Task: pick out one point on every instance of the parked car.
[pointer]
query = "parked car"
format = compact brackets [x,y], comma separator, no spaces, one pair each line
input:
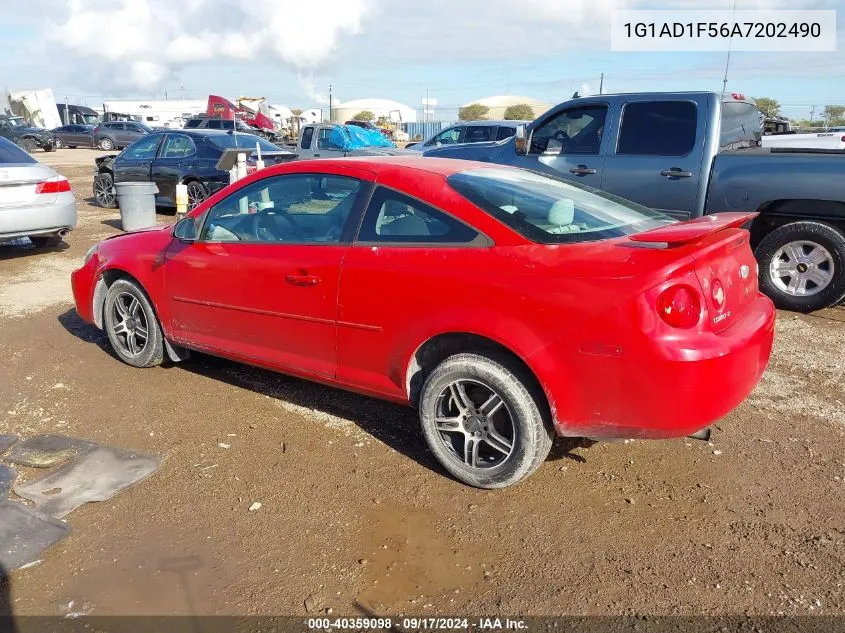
[691,154]
[76,135]
[35,201]
[118,134]
[470,132]
[177,156]
[506,305]
[331,140]
[30,138]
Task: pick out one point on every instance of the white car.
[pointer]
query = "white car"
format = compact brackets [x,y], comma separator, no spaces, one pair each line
[35,201]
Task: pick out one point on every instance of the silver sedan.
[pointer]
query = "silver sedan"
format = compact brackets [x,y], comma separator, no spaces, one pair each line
[35,201]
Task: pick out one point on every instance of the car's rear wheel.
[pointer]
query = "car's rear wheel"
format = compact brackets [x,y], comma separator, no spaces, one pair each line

######

What to do: Update all of the items above by replacing "one pair each line" with "one pair per line" wherever it occurs, leaving everything else unchanged. Omit the pictures from your answer.

Solution to this problem:
Task: pick out one point on every instance of the parked car.
[pointer]
query = "parked car"
format = compact brackets [x,y], comma separator, no spaces, one pair per line
input:
[691,154]
[76,135]
[35,201]
[118,134]
[470,132]
[177,156]
[506,305]
[331,140]
[30,138]
Task: pick out one point on every instance of the white car.
[pointer]
query = "white car"
format = compact brackets [x,y], comma separator, no spaces, one pair per line
[35,201]
Task: pick out one point on every instance of the silver sedan.
[pointer]
query = "silver sedan"
format = compact brackets [x,y], comma separator, no spaces, one pair per line
[35,201]
Task: pick out one point on every instance of the car's rear wheel.
[pointer]
query = "car's rear wheel"
format = compact brackets [x,y], comma separator, no spaces, one pair per line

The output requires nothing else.